[Referring expression pointing data]
# # #

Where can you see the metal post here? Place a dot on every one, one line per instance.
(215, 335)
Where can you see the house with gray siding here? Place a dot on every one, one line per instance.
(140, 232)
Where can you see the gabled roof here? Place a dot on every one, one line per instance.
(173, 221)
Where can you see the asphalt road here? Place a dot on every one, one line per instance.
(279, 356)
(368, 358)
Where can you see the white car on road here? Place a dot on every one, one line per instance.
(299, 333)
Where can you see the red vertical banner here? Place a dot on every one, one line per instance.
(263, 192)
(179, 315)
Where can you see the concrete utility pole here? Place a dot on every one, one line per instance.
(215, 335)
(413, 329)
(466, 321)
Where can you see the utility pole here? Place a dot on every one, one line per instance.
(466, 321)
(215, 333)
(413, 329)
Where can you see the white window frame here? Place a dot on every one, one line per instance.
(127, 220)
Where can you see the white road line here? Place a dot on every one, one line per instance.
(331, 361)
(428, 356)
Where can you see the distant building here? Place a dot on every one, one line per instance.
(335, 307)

# # #

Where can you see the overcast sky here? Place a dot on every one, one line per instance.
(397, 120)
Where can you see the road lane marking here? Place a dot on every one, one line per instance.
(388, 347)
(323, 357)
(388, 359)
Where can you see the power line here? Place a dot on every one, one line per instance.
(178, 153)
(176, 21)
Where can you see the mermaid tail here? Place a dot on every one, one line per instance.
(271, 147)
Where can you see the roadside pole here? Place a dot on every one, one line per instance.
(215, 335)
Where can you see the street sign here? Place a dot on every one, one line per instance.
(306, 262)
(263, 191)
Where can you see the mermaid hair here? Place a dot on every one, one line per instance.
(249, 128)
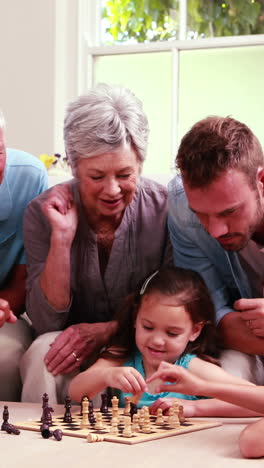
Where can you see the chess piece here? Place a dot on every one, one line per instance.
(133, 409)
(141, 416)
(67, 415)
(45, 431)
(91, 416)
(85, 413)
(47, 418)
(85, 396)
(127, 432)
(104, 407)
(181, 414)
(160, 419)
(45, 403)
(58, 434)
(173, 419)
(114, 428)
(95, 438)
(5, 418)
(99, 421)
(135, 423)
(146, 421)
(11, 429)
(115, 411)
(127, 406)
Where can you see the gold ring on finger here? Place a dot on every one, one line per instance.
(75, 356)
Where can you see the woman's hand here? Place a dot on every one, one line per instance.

# # #

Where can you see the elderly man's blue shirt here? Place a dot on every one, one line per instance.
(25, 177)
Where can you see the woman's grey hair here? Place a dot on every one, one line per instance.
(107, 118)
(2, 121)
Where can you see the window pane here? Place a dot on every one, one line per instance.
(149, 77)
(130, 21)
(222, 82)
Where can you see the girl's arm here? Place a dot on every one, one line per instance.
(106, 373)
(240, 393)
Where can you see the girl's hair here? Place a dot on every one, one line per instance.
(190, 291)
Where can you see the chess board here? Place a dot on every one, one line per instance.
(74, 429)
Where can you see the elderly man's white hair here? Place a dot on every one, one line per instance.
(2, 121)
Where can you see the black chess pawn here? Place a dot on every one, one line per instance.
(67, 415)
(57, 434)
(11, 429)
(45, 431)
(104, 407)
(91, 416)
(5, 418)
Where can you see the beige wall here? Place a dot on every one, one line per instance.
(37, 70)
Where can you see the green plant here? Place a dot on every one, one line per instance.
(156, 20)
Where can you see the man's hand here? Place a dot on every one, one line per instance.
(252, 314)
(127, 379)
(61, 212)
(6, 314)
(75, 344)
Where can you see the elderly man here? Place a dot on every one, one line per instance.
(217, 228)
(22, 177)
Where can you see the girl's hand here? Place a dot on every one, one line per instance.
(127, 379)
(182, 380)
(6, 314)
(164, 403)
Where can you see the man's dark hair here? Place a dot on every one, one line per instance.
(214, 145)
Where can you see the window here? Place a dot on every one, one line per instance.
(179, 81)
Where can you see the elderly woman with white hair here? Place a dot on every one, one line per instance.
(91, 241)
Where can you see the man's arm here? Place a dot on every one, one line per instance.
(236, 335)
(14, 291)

# # #

What needs to be done –
Treat the line with "Where can you see the street" as the start and the line with "Where can you see the woman's hand" as the end, and return exactly that span of the data above, both ends included, without pictures.

Your solution –
Where can you see the street sign here? Place a dot on every one, one line per instance.
(306, 262)
(263, 191)
Where can you see the mermaid hair here? Place a dot on every one, one line per instance.
(249, 128)
Where can you see the chess piece here? Place a dot on every one, one line per instance.
(133, 409)
(141, 416)
(67, 415)
(45, 431)
(91, 416)
(85, 413)
(47, 418)
(85, 396)
(127, 432)
(104, 407)
(181, 414)
(160, 419)
(45, 403)
(58, 434)
(173, 419)
(114, 428)
(95, 438)
(5, 418)
(99, 421)
(135, 423)
(146, 421)
(11, 429)
(115, 411)
(127, 406)
Where can you see the gold ring on finger here? Place a dot on every one, one line per instance.
(75, 356)
Where can you see the woman's hand here? Place a dot on every one, one line per instance.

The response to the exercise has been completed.